Object location annotation data:
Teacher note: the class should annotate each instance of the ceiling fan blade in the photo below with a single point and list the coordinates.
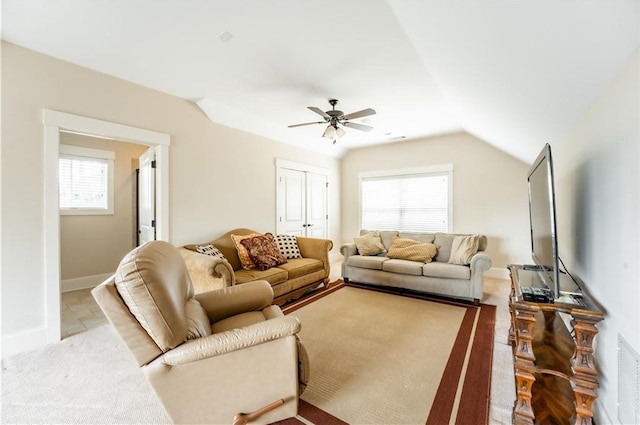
(360, 114)
(357, 126)
(307, 123)
(319, 112)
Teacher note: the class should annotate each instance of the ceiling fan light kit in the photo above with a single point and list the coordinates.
(336, 118)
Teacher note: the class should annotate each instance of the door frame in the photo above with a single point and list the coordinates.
(297, 166)
(55, 122)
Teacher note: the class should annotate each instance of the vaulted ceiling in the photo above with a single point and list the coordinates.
(516, 74)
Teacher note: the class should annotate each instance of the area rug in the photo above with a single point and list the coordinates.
(380, 358)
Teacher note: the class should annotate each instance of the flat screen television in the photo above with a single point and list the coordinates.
(542, 215)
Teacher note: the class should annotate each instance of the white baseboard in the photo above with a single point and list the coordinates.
(83, 282)
(23, 341)
(497, 273)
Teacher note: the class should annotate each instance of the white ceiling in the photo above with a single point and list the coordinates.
(516, 74)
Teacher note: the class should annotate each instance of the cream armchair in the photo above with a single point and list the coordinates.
(209, 357)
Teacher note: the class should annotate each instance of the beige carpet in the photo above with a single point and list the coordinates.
(91, 378)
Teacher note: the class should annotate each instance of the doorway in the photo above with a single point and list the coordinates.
(56, 122)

**Set exercise**.
Update the entries from the line with "the white baseboard" up to and including the last line of the entries, swapping "Teacher note" for "Instructor note" and leaving everything else as it is.

**Written answer**.
Instructor note: the class should annotate each instance of the white baseboard in the photo above with a single point and list the coordinates.
(83, 282)
(23, 341)
(497, 273)
Instructor note: the class should annotate each instance of the white ceiling in the photo above with a single point and list the coordinates.
(516, 74)
Instructor note: the class should annotate each instance of the cream armchair in the photo above with a single point and list the coordinates.
(209, 357)
Instructor note: the class should annotate each instance of the beige carpet in the photo above with a single point and list the coordinates.
(91, 378)
Instructor note: the class should annotate each instance of the doorway in the photo above with a single point and list the coordinates.
(56, 122)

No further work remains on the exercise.